*** Opening of Given records ***
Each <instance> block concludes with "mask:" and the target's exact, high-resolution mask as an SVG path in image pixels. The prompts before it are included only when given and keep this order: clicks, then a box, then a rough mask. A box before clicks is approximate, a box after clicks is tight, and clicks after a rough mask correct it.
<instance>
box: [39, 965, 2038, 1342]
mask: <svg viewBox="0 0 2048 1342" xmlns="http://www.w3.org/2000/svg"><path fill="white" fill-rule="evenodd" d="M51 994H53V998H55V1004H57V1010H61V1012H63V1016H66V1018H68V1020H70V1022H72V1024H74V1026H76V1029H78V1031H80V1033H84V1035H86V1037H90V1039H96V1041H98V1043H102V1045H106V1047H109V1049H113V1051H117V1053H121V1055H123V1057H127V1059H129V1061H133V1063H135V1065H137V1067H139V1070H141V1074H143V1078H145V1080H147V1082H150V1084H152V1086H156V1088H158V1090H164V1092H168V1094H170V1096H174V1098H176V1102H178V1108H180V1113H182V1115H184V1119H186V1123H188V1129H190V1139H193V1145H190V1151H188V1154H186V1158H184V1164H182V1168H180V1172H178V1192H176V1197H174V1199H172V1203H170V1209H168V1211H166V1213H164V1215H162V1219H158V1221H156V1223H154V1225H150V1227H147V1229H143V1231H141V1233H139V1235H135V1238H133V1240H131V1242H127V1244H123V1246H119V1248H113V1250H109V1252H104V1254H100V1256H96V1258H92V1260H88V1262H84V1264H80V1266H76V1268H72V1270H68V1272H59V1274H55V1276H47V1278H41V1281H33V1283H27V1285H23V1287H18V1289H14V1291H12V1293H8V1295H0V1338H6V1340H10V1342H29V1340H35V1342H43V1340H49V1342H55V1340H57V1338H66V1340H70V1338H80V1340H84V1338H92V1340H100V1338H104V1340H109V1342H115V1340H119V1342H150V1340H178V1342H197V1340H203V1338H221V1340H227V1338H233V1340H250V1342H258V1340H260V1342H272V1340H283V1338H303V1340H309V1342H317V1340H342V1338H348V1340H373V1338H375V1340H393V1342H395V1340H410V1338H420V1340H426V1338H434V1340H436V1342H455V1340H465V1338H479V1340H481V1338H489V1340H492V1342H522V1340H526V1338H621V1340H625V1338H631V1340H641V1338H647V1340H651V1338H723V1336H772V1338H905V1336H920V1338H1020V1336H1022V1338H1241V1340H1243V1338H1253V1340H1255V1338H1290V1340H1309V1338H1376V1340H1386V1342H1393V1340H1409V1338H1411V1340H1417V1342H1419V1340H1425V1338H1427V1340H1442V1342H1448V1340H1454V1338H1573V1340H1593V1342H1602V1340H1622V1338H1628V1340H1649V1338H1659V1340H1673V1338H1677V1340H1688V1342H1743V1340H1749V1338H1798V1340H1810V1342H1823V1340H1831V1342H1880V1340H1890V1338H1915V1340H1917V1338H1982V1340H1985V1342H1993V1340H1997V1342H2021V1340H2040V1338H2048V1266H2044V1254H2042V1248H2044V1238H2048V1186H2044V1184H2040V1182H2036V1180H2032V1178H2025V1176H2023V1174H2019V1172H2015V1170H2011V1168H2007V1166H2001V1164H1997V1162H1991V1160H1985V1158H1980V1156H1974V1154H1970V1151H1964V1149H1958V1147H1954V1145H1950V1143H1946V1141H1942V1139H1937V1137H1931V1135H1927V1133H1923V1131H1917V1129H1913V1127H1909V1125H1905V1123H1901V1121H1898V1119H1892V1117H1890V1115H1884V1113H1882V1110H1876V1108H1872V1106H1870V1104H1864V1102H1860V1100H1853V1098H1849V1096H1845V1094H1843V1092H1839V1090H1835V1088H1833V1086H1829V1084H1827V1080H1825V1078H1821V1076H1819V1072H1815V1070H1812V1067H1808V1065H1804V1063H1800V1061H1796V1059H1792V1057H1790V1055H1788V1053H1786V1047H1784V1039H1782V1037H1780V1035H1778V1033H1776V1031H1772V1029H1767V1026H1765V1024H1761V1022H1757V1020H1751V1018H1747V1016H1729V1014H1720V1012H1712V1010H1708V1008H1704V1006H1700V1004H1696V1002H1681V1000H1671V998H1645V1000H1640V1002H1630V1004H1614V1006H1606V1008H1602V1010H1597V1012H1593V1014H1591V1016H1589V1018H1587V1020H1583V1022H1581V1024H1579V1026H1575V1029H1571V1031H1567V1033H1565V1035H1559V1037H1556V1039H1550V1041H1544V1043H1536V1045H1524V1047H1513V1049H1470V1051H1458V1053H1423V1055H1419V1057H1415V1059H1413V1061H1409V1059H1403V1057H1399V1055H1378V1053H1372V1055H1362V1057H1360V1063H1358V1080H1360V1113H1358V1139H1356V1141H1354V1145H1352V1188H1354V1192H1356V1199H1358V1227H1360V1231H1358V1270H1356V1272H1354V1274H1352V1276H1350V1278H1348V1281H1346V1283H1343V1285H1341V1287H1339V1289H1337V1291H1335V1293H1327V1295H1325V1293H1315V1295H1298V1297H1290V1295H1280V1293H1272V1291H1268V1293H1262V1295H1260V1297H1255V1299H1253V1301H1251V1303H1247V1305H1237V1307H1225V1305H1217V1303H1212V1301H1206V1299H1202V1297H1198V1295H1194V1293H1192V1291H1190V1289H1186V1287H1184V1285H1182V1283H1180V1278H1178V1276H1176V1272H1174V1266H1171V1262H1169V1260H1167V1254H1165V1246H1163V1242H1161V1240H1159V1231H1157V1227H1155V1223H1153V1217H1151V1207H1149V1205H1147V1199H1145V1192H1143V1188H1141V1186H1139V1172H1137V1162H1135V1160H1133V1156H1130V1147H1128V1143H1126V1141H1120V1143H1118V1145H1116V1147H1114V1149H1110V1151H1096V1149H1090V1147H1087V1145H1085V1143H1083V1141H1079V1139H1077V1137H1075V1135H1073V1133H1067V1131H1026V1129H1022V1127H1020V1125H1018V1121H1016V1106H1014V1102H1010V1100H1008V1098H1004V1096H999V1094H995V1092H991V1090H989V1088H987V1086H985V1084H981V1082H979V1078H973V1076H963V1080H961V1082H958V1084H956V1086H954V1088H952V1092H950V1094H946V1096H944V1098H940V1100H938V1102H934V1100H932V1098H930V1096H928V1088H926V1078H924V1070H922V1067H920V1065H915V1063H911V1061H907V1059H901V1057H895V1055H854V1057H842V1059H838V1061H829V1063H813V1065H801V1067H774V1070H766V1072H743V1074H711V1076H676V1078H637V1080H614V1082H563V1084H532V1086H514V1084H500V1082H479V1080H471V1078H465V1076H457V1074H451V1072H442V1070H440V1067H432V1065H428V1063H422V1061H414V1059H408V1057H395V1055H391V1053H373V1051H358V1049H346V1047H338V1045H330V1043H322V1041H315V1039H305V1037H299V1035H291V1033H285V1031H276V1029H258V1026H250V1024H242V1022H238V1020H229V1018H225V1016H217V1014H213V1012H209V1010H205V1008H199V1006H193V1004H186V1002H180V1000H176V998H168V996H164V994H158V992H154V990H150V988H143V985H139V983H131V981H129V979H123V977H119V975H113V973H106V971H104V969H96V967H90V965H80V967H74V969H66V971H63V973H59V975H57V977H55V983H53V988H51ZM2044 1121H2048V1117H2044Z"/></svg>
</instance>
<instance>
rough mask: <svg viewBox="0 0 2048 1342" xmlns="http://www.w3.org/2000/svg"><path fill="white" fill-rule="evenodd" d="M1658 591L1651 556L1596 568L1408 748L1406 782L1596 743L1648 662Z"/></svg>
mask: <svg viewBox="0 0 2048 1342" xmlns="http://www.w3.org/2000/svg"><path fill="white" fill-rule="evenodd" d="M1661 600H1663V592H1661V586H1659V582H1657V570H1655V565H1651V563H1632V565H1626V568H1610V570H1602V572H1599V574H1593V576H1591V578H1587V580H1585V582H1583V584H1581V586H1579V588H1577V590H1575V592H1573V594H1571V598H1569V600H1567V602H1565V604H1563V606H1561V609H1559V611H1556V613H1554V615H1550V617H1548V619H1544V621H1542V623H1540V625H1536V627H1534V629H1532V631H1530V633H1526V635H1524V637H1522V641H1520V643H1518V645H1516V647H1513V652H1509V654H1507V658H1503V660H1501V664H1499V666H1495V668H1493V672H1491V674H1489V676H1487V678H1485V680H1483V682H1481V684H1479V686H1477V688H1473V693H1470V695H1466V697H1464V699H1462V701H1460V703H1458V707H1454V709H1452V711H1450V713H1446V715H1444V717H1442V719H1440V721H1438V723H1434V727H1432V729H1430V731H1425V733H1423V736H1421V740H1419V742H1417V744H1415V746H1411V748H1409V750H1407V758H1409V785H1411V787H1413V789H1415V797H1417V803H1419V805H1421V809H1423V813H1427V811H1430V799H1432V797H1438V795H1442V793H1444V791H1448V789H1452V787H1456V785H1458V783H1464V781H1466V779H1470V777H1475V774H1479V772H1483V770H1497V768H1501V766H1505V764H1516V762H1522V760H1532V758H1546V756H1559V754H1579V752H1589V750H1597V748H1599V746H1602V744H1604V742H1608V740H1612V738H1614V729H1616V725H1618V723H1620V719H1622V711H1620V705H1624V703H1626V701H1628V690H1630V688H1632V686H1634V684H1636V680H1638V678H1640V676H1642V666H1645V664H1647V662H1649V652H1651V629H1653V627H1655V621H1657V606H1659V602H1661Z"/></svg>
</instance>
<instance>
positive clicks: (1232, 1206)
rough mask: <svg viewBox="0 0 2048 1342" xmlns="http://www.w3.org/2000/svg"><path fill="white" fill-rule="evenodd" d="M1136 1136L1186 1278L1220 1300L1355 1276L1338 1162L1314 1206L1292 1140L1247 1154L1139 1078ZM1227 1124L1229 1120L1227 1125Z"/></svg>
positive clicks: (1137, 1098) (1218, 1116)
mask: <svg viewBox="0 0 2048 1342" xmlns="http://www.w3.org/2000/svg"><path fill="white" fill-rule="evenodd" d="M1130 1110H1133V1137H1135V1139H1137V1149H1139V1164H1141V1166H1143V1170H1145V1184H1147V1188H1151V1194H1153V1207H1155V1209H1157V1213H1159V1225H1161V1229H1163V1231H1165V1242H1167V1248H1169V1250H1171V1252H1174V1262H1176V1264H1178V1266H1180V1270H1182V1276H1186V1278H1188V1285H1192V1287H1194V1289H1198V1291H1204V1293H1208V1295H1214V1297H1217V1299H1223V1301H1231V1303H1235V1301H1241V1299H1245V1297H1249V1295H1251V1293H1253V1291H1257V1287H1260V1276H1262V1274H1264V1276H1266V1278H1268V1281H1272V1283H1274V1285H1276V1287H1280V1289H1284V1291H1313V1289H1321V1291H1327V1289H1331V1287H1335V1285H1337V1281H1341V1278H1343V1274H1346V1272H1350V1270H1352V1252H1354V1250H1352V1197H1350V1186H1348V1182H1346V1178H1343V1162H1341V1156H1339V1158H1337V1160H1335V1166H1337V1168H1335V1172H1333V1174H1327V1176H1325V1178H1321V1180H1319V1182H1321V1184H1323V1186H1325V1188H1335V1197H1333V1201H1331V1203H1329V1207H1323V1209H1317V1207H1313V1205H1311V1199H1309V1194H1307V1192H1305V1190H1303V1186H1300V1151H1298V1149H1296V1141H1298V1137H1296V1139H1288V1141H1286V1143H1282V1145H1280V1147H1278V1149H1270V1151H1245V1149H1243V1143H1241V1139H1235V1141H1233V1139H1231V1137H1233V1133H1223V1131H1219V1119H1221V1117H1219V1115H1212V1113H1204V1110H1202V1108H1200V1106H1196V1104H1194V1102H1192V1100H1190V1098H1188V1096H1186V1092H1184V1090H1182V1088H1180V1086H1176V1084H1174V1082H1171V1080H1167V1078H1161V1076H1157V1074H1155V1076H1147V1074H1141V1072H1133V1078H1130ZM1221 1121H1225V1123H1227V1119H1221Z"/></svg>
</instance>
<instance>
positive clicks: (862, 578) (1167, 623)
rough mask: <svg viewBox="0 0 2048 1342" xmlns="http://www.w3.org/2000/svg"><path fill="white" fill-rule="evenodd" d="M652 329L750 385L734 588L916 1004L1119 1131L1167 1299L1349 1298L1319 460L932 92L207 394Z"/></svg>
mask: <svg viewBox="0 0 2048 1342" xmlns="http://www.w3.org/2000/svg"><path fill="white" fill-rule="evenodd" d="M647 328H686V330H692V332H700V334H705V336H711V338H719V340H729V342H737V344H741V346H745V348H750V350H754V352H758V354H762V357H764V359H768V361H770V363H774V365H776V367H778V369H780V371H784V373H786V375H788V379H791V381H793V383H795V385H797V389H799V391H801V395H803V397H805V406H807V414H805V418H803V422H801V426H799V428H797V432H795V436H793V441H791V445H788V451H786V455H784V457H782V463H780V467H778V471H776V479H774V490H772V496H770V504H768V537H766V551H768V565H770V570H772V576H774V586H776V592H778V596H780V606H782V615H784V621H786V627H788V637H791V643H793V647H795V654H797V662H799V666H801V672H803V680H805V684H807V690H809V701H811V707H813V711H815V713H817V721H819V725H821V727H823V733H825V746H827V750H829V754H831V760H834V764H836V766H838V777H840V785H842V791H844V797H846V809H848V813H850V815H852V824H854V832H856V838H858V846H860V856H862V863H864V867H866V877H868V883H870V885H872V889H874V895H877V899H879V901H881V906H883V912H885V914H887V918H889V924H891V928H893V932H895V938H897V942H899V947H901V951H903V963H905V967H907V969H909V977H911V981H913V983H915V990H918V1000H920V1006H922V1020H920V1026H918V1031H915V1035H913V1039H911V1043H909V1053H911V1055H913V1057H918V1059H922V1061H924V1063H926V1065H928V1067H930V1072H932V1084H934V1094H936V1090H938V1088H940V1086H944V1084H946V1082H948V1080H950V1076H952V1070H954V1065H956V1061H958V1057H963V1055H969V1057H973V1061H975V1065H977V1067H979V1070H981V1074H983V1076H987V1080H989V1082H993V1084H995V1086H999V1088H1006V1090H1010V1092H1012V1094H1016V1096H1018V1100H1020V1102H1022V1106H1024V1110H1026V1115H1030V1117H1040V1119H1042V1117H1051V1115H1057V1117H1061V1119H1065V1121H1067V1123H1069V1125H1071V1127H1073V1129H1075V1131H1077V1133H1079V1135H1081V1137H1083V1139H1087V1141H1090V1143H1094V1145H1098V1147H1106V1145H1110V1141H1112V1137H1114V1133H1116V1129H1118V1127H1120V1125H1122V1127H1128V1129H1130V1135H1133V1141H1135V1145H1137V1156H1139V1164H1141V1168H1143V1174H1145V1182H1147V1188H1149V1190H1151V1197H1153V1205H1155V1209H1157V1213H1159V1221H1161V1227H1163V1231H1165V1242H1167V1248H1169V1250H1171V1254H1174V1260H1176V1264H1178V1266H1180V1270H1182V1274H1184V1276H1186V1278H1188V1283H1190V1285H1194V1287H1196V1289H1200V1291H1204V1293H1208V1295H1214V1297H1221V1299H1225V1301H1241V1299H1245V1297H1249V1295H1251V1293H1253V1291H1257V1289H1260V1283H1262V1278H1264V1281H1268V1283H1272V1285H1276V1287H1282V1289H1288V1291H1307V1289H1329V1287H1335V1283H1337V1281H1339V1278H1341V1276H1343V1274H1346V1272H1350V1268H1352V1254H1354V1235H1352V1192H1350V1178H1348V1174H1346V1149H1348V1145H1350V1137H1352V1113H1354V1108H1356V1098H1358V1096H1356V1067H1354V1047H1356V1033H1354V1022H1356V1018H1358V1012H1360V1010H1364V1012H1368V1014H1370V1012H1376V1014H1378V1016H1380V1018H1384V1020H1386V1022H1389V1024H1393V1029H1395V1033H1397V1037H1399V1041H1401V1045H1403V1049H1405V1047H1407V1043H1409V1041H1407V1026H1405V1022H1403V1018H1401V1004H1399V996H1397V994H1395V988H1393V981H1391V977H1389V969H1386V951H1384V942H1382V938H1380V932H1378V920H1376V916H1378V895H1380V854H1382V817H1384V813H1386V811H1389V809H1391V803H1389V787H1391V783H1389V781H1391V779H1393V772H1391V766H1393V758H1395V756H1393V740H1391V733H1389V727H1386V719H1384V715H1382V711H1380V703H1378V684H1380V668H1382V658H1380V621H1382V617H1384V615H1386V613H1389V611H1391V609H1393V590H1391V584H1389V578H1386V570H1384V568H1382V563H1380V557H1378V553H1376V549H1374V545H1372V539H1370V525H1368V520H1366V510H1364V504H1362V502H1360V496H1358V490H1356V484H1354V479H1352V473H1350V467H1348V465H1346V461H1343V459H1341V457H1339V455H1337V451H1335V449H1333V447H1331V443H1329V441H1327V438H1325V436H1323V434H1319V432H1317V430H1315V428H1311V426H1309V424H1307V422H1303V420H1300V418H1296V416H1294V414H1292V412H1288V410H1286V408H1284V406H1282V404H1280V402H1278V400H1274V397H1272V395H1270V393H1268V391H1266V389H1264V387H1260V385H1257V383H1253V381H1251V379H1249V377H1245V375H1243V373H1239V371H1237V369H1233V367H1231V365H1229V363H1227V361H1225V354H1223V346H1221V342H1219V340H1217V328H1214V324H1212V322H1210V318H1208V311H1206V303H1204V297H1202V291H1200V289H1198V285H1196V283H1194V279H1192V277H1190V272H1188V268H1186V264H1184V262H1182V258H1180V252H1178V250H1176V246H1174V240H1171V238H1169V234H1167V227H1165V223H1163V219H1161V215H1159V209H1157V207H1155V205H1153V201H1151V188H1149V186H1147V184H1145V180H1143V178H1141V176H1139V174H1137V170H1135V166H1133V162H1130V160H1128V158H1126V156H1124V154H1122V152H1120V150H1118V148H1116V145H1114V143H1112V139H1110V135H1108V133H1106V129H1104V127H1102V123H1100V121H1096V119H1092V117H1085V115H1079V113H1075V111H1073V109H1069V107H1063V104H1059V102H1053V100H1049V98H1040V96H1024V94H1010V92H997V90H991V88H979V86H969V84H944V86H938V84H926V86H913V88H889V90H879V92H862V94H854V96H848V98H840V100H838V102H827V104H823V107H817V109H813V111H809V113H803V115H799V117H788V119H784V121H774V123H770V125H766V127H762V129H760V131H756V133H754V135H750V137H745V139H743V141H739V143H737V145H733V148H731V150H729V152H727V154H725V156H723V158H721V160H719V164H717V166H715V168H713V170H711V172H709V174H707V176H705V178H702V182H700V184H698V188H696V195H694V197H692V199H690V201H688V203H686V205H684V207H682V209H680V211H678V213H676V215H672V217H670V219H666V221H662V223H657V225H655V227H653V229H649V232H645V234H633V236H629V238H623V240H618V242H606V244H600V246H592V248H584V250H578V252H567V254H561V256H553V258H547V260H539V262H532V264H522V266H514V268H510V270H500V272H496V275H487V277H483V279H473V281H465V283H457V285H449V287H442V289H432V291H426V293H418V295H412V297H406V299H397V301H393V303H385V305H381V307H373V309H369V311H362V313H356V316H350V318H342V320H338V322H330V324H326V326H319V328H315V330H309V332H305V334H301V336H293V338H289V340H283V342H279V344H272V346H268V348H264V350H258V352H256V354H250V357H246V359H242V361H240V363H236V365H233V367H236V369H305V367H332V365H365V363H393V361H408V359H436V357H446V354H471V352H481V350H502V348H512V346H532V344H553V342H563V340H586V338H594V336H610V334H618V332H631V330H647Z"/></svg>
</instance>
*** Close of Given records ***
**Task objective**
Write only the number of lines above in which the word "positive" is found.

**Response to the exercise**
3